PurePoint Golf Instruction Golf Backswing and Bending the Knee Advice

I’m going to give you some great golf backswing advice that’s going to help you a lot. There are two mistakes that you can make in the backswing. And then I’m going to tell you the correct way to do it.

The first mistake is, if your shoulder doesn’t move and doesn’t turn backwards, then your arms will run into it and the shoulder will tilt up in the air. And if you do that, the golf swing will look too vertical, and you’ll hit the ground and you’ll hit a lot of shots off to the right.

On the other hand, some of you think so much of turning that you turn your right shoulder and your hips together, and the golf club gets way around inside.

So, for those of you that do this, you’ll wind up hitting a lot of tops because the club won’t swing back down.

So, let me give you some golf backswing advice. This is the correct way. After you’ve addressed the golf ball, the right shoulder starts turning backwards. And that way, this enables the golf club to swing up on the correct plane.

So, if you can move your shoulder out of the way and don’t turn your bottom much, the golf club will move up on plane as you turn away from the golf ball.

# EXTRACTED ENTRIES
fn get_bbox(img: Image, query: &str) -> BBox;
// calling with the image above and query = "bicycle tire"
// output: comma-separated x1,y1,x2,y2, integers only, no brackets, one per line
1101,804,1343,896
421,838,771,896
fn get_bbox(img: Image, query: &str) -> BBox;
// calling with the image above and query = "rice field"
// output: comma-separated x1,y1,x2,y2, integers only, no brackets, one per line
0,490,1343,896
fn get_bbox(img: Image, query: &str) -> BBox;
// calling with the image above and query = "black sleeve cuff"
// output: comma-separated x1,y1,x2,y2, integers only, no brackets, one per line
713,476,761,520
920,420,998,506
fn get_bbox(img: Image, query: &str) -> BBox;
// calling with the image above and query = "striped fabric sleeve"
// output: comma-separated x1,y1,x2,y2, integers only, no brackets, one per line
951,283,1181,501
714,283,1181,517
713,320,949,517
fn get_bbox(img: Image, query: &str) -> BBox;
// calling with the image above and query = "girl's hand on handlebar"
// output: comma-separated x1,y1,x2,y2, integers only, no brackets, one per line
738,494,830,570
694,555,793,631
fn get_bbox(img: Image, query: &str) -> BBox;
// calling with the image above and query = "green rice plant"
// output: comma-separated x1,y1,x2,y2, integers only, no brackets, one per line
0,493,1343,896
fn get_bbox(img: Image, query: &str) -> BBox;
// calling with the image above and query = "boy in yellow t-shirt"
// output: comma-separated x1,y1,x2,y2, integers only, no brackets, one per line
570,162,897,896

# YOUR INSTRUCTIONS
Could you set down, word for word, the part of the golf backswing advice starting at "I’m going to give" and ending at "way to do it."?

# PROBLEM SOLUTION
I’m going to give you some great golf backswing advice that’s going to help you a lot. There are two mistakes that you can make in the backswing. And then I’m going to tell you the correct way to do it.